§ THE PROBLEM
How many lines below contain the string "wall"? Case counts. Reply with the number alone.

Saved data entries:
........

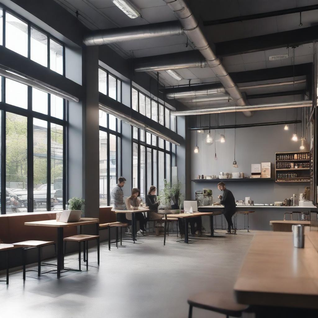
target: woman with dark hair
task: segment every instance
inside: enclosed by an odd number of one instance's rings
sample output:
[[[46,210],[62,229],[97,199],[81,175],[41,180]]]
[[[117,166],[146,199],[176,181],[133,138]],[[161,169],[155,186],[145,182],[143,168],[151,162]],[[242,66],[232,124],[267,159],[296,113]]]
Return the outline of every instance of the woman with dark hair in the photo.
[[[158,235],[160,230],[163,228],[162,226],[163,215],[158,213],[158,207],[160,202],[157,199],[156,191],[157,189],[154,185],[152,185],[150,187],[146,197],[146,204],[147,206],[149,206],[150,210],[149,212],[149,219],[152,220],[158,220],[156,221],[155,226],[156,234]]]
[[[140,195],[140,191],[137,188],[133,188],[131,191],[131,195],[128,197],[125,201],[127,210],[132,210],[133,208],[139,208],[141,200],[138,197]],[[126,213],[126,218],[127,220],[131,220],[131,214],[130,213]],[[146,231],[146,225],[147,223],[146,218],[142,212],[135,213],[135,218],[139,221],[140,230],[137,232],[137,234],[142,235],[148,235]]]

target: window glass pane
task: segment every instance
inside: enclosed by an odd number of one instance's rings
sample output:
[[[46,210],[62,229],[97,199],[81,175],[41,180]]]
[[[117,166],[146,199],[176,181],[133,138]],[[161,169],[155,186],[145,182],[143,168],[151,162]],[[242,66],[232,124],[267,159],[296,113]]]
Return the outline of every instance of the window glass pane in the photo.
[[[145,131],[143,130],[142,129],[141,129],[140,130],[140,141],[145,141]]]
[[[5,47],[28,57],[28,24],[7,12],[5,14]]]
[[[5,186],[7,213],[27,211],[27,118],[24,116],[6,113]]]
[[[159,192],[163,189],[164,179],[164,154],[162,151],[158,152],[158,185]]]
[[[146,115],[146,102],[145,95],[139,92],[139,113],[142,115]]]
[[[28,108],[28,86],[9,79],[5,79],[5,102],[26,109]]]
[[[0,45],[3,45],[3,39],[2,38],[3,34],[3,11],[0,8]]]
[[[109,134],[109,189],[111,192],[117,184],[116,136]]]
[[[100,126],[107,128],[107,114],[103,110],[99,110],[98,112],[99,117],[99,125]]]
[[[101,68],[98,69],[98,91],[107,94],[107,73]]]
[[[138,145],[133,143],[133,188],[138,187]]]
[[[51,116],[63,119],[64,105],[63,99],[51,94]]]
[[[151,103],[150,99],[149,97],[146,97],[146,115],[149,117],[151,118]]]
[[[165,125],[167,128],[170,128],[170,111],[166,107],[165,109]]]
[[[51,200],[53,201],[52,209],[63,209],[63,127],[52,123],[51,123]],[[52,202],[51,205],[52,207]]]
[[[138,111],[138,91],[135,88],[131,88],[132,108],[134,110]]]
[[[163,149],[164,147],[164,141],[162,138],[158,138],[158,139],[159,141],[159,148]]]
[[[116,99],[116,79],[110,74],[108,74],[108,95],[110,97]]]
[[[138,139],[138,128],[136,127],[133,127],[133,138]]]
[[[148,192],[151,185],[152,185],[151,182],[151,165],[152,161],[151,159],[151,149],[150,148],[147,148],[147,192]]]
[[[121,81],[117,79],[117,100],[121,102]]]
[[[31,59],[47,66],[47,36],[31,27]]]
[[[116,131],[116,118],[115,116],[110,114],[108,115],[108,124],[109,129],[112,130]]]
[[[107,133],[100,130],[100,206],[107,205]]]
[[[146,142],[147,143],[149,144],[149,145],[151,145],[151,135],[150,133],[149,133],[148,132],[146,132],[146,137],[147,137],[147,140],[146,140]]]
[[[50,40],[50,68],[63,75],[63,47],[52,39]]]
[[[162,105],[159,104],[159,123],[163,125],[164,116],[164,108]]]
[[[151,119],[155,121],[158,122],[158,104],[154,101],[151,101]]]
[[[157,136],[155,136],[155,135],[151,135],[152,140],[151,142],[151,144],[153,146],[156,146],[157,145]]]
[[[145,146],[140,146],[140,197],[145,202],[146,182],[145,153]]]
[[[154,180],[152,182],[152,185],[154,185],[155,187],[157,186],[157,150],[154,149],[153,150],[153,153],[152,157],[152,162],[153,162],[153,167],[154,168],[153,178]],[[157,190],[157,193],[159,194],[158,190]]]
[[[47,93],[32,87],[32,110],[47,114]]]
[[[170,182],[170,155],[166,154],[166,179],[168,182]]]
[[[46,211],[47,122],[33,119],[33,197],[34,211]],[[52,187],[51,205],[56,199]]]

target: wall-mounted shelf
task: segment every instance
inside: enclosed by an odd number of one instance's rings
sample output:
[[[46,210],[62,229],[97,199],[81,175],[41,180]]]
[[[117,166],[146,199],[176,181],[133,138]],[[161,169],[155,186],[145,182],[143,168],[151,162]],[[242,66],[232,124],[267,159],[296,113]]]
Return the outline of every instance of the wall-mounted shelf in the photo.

........

§ OUTPUT OF THE EXERCISE
2